[Excerpts from point annotation data]
───
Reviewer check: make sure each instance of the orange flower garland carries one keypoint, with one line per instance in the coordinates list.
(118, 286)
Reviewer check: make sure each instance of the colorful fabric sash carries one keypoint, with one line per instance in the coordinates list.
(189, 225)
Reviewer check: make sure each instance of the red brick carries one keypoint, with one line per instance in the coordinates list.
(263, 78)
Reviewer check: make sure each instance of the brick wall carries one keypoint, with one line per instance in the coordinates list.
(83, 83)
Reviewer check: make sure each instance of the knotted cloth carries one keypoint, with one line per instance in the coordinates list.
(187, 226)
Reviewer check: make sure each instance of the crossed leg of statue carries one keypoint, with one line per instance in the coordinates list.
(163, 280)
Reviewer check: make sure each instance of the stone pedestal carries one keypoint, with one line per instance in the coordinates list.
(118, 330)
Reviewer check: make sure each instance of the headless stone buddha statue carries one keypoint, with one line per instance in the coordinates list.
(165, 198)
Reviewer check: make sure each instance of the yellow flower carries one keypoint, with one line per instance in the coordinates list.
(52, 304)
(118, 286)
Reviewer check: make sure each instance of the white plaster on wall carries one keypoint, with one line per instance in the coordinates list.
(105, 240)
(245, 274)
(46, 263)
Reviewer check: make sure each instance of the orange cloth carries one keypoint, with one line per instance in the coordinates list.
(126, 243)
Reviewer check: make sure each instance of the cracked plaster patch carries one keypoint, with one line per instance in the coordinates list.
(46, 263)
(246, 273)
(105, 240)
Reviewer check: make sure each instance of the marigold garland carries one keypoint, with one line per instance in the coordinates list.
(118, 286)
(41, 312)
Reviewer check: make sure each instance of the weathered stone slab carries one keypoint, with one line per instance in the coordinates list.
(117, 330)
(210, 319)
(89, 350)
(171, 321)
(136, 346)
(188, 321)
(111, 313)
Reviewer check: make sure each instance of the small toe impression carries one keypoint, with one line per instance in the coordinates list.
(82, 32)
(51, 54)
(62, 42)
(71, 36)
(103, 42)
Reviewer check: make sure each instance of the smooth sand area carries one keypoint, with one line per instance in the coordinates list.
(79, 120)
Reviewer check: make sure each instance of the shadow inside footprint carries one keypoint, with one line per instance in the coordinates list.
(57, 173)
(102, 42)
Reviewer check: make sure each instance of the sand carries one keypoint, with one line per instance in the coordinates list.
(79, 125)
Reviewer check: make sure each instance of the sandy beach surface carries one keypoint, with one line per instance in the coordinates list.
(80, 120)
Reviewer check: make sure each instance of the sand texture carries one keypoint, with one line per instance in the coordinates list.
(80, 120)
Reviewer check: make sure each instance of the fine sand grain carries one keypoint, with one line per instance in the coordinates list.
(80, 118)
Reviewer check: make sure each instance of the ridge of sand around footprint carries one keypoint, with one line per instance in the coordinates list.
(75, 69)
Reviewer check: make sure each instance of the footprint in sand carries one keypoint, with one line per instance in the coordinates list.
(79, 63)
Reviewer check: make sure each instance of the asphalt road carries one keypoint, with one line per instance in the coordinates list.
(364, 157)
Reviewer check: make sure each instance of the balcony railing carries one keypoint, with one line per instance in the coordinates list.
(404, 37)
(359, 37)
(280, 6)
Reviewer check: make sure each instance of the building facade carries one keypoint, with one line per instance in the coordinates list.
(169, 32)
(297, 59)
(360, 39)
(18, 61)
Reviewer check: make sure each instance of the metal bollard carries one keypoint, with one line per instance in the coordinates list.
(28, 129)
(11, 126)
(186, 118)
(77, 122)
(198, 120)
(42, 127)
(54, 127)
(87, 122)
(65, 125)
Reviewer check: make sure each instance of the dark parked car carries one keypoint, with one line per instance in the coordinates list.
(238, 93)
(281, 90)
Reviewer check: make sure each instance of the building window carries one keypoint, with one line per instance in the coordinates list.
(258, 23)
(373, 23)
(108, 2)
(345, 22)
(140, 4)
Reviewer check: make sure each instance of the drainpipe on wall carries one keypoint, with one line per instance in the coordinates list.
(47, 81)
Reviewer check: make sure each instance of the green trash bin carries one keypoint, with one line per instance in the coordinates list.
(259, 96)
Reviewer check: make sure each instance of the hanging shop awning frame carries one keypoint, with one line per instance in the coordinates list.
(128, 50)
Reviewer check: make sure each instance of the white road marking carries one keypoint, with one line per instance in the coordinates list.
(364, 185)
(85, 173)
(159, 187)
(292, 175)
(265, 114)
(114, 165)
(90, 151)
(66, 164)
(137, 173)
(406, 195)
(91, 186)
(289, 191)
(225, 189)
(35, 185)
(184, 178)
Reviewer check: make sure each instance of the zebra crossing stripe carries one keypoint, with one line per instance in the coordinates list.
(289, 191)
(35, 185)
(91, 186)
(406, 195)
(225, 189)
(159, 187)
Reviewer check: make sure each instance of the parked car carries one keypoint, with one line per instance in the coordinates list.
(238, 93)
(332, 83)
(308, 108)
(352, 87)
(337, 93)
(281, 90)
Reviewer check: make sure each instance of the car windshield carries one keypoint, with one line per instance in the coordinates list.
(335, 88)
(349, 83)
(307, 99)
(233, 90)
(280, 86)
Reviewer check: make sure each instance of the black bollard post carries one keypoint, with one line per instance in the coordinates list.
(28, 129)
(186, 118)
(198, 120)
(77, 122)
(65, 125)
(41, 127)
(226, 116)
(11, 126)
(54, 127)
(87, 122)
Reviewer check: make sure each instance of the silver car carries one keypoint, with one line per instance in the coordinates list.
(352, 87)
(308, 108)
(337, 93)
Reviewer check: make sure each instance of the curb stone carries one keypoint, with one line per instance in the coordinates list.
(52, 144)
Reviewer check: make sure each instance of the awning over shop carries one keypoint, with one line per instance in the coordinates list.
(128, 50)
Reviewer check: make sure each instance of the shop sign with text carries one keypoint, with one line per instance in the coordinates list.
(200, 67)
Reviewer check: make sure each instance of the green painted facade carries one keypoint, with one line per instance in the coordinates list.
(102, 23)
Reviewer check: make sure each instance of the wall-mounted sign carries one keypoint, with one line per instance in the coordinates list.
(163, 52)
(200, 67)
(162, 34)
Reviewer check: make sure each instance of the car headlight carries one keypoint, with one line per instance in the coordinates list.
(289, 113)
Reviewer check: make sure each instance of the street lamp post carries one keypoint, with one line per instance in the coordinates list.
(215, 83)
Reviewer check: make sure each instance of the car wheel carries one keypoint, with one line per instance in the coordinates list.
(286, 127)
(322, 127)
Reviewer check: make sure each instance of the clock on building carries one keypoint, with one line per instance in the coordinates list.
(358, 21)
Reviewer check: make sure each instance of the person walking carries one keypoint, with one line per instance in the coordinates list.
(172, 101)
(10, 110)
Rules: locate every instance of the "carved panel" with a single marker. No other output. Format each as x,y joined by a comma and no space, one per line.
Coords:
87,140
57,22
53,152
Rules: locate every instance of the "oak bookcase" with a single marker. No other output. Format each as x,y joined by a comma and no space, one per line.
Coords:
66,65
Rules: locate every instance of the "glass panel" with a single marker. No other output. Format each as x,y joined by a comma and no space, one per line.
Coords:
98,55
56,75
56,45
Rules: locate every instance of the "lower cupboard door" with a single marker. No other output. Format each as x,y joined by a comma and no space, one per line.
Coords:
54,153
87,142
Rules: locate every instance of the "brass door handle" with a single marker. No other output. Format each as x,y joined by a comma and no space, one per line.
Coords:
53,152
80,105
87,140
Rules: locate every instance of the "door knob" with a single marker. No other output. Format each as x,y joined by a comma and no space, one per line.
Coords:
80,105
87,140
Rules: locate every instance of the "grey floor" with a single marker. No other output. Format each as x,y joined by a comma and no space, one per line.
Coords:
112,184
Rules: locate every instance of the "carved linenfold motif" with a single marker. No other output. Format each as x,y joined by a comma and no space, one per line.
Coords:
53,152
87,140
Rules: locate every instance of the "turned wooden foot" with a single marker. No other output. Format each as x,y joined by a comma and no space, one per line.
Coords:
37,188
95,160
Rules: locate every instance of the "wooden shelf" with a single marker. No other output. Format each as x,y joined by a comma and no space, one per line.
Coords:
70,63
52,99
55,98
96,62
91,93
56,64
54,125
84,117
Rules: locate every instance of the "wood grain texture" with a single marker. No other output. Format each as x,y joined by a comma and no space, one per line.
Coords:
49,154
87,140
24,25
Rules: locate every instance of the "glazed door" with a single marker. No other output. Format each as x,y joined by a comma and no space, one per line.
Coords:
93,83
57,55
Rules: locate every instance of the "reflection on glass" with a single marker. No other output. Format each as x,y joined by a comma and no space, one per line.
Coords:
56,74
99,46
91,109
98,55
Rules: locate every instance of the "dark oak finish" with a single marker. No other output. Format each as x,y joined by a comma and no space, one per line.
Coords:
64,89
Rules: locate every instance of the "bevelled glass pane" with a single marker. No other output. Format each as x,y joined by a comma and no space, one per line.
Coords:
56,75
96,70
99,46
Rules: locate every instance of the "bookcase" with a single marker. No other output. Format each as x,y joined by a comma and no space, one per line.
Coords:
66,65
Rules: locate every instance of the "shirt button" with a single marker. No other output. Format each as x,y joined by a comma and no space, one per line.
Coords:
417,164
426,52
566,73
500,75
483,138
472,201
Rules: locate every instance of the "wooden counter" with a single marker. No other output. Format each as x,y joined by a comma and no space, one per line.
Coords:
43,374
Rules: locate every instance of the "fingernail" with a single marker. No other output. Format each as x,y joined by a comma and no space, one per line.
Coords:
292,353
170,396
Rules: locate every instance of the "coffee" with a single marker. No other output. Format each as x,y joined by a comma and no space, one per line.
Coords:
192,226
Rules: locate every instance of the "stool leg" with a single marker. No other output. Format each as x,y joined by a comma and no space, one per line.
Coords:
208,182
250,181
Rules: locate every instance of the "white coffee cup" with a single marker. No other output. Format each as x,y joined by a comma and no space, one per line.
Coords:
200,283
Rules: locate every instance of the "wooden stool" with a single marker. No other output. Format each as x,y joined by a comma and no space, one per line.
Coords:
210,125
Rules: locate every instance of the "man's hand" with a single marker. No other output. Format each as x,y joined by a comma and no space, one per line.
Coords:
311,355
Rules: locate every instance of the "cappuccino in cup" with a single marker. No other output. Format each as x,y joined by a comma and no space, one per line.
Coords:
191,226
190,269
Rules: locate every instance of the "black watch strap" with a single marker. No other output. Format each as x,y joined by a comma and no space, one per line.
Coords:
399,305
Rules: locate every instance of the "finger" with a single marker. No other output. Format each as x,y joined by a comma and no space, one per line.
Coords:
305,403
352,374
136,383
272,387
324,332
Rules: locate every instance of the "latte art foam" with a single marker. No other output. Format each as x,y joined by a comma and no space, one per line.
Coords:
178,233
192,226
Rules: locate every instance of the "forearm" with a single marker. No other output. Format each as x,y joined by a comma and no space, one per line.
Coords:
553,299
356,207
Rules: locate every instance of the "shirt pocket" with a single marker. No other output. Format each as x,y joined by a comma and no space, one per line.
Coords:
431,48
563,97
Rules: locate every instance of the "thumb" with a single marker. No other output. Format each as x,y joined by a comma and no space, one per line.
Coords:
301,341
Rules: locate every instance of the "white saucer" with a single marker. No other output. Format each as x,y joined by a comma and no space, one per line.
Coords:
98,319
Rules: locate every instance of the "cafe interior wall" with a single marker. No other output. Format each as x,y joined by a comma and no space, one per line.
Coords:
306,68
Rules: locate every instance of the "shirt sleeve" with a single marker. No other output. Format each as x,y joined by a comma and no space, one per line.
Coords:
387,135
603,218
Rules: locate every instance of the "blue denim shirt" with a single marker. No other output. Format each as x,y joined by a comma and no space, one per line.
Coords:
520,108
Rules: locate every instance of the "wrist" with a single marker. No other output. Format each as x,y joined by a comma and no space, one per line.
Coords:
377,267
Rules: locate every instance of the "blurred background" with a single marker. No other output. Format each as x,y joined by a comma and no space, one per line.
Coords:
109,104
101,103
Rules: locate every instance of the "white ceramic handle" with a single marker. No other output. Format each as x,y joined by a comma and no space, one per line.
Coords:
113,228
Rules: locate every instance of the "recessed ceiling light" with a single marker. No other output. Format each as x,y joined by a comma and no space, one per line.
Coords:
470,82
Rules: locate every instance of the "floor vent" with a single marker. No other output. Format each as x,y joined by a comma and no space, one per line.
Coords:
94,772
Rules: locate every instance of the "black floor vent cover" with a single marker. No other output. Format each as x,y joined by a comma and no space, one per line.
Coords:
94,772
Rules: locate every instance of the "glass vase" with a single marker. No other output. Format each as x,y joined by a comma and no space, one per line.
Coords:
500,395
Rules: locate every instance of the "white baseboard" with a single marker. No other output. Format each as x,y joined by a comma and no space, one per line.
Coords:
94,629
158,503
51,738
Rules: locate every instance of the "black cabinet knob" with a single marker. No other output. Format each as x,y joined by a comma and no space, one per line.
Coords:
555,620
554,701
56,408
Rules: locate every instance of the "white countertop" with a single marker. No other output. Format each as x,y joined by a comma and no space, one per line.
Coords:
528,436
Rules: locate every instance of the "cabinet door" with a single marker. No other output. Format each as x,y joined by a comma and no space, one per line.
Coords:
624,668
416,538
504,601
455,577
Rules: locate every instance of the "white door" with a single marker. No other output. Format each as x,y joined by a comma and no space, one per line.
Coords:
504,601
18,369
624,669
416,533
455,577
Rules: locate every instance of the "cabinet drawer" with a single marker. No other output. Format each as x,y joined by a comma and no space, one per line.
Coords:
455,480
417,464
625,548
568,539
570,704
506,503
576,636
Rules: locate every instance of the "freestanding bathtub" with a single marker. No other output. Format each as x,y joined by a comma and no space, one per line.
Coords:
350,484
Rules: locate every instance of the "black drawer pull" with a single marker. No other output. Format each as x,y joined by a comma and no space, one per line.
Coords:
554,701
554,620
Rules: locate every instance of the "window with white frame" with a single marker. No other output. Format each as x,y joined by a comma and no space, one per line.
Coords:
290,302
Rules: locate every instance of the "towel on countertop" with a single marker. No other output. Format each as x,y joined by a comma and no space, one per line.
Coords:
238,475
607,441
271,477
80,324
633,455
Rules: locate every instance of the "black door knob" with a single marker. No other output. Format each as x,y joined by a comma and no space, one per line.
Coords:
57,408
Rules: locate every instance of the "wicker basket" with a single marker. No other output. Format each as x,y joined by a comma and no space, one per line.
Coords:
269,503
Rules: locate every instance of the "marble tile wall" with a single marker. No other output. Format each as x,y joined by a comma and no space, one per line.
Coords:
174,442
───
Job.
Copy out every line in the rows above that contains the word "sign".

Reply to the exercise.
Reviewer check: make sure each instance of the shop sign with text carries one keypoint, with one line per instance in the coordinates list.
Reviewer check: make sure each instance of the wall-mounted sign carries one keypoint, with one line per instance in the coordinates list.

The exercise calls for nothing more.